### WORK TO DO:
Rewrite the rows from the one containing "In this picture, where can the speckled" down to the one containing "point(990, 35)", changing "white cloth" to "white tablecloth" and leaving everything else as it is.

### ENTRIES SHOWN:
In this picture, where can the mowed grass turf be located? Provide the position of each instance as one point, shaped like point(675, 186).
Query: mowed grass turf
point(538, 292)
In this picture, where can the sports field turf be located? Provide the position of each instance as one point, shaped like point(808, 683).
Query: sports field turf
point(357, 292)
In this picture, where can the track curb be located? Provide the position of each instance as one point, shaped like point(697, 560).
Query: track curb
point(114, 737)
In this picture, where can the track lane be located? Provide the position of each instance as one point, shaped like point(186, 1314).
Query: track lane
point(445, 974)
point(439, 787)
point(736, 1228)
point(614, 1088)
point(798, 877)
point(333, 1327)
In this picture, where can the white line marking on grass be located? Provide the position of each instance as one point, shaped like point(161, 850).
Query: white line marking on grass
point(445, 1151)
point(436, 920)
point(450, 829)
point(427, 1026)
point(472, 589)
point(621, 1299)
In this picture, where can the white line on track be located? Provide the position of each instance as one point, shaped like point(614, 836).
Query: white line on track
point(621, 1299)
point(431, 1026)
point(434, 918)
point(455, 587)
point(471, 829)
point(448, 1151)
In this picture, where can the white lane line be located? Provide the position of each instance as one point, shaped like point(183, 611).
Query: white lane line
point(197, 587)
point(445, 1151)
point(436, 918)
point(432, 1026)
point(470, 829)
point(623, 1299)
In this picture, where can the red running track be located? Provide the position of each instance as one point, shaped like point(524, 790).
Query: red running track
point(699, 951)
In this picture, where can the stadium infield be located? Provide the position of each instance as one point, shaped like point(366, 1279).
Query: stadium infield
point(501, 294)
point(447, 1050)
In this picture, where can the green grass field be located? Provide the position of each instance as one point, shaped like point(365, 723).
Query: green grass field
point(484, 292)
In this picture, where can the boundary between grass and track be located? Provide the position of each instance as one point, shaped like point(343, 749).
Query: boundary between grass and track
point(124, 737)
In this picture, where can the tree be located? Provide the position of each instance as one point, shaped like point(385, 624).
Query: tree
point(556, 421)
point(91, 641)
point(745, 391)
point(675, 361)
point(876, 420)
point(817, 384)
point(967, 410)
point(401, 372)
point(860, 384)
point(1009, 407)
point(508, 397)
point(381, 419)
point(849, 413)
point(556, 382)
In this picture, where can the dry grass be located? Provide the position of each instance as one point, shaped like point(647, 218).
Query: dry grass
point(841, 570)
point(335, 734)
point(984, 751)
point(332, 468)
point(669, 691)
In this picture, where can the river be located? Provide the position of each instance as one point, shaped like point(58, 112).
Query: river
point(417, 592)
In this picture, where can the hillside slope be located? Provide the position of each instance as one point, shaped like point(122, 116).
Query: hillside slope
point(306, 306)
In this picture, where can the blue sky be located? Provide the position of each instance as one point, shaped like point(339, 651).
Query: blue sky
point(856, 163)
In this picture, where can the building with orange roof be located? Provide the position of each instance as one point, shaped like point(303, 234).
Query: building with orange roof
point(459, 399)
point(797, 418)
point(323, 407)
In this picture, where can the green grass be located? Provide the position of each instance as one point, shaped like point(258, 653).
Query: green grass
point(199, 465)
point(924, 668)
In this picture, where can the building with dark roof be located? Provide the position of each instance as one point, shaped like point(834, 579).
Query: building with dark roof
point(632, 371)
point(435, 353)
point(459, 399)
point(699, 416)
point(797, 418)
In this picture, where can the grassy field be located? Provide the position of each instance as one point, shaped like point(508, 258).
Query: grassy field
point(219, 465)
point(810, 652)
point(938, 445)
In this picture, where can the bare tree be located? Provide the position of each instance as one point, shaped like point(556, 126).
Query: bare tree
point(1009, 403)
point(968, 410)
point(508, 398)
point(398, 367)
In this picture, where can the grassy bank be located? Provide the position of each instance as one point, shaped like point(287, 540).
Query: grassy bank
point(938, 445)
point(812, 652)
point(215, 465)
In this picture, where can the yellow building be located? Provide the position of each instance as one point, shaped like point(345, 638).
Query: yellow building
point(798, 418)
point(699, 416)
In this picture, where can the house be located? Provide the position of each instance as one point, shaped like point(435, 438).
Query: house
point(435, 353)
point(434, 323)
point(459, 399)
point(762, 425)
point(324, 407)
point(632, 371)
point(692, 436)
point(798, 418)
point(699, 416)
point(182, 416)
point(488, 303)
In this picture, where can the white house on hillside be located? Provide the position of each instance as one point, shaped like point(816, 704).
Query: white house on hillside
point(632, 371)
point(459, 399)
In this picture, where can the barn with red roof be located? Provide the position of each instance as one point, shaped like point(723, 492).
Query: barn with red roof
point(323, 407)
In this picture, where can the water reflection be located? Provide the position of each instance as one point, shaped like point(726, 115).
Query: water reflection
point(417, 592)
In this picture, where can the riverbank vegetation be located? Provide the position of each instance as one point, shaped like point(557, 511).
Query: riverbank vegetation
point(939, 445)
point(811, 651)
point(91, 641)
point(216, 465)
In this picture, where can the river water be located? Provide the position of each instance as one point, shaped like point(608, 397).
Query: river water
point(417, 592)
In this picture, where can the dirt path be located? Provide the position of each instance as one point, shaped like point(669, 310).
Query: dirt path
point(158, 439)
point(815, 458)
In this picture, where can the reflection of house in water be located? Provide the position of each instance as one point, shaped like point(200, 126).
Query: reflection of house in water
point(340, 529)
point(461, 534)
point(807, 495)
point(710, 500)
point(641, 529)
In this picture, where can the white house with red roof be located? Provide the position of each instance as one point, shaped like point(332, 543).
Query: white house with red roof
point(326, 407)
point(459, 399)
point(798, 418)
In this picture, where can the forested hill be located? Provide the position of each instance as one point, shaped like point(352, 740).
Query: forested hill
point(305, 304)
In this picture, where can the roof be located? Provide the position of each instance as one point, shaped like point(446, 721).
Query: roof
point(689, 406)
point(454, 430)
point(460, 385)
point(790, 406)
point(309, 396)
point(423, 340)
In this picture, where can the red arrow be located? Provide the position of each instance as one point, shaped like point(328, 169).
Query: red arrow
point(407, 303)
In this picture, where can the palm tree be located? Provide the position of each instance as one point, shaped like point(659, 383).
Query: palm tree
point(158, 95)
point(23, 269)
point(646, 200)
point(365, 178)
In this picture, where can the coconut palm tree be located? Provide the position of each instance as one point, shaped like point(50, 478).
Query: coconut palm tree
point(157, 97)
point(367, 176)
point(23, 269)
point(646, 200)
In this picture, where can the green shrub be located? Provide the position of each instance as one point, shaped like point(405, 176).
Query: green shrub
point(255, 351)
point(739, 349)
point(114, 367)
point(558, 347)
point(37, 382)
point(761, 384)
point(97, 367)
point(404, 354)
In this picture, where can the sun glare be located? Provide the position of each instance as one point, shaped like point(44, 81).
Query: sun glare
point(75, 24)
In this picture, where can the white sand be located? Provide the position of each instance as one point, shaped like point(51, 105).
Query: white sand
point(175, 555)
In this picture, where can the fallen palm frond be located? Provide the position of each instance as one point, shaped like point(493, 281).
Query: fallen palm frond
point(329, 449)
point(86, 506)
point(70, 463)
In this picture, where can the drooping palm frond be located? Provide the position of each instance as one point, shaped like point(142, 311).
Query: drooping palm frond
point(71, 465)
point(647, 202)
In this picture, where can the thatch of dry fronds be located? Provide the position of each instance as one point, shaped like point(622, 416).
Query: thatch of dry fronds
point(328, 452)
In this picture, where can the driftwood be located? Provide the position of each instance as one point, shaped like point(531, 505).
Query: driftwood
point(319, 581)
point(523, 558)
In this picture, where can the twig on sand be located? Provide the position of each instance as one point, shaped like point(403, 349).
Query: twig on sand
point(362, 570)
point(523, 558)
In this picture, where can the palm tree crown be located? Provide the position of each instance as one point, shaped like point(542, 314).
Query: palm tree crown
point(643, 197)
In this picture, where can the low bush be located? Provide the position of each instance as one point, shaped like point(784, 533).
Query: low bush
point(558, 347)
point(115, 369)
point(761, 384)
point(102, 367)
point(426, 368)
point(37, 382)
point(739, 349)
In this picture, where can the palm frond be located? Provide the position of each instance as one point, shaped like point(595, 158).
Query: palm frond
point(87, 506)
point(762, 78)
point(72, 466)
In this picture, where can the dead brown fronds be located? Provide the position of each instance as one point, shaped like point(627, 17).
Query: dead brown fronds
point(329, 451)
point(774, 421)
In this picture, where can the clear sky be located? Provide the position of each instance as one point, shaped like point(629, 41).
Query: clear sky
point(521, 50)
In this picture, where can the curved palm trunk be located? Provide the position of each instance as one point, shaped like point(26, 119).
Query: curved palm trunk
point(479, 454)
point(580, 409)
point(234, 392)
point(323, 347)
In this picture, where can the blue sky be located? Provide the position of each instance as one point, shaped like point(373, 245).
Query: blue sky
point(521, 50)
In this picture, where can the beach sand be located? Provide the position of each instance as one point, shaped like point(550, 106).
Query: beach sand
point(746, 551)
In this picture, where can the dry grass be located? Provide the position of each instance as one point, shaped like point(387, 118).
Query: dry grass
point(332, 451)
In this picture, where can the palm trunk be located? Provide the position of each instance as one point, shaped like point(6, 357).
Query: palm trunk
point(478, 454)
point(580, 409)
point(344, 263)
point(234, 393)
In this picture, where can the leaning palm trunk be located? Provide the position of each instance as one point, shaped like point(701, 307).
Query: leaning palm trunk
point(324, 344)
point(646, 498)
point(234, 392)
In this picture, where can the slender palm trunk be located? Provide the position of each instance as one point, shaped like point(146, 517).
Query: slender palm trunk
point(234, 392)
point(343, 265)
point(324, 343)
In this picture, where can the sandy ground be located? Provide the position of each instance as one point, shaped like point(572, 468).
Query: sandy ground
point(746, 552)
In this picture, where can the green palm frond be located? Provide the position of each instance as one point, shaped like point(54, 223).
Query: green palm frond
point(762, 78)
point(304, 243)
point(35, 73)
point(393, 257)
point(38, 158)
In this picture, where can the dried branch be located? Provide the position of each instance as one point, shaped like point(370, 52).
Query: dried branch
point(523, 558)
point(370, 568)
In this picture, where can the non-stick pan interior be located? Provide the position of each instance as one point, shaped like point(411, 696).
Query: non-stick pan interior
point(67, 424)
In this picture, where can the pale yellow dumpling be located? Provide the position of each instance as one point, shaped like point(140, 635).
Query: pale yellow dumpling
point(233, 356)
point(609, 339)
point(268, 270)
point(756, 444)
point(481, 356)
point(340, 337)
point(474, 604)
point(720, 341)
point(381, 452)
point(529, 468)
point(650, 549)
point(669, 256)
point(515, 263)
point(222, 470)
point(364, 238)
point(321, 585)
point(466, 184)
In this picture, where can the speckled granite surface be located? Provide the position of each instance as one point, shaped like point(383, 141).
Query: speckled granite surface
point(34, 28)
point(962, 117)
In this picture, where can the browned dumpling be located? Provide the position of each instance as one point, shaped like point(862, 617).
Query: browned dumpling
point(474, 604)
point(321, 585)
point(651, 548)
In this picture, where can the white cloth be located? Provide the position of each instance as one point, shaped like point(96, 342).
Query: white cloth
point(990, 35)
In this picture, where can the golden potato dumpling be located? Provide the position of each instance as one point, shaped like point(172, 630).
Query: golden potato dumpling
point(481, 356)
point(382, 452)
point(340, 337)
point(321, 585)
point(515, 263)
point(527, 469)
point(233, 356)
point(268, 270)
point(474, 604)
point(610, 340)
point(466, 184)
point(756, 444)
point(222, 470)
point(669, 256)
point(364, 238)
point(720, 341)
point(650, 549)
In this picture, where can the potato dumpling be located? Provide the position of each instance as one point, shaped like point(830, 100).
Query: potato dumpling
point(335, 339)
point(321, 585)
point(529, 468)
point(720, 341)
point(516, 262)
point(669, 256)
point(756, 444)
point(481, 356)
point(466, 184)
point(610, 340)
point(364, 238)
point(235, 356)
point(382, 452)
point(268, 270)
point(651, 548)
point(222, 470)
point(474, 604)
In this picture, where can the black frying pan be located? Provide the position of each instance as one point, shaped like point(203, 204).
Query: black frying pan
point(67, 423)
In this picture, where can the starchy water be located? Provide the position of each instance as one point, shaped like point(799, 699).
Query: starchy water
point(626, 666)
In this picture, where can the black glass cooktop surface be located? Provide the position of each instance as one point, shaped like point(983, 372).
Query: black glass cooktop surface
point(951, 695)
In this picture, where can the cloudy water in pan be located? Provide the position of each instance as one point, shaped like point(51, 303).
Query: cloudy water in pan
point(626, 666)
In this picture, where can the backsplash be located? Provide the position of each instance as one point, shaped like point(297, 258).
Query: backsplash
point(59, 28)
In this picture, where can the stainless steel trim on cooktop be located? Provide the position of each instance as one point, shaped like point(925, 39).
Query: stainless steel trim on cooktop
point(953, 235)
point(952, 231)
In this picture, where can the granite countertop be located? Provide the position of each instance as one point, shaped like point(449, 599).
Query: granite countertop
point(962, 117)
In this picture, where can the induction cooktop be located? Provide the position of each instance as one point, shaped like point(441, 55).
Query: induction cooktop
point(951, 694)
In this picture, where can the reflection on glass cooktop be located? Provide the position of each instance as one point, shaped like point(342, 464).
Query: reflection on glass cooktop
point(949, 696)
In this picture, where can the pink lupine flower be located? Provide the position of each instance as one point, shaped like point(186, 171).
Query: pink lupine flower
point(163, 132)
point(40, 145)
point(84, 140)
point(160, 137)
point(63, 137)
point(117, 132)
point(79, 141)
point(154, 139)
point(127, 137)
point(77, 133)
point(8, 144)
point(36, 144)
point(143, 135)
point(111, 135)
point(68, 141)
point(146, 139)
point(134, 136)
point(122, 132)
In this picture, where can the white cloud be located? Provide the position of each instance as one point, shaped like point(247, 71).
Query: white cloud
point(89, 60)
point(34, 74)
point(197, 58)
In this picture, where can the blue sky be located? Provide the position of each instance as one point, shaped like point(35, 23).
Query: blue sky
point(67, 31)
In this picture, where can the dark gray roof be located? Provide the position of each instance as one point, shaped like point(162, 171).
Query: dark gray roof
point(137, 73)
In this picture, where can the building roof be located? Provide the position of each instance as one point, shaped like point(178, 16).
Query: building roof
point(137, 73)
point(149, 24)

### COMPLETED TASK:
In this picture, where can the speckled granite surface be located? Provide the position of each instance as one point, shaped like point(383, 141).
Query: speckled granite surface
point(34, 28)
point(962, 117)
In this picture, where can the browned dumpling be located? Provide the position of each instance as one point, shaped like point(862, 617).
Query: browned dumpling
point(474, 604)
point(321, 585)
point(651, 548)
In this picture, where can the white tablecloth be located? Provide the position of each instance as one point, shaped like point(96, 342).
Query: white tablecloth
point(990, 35)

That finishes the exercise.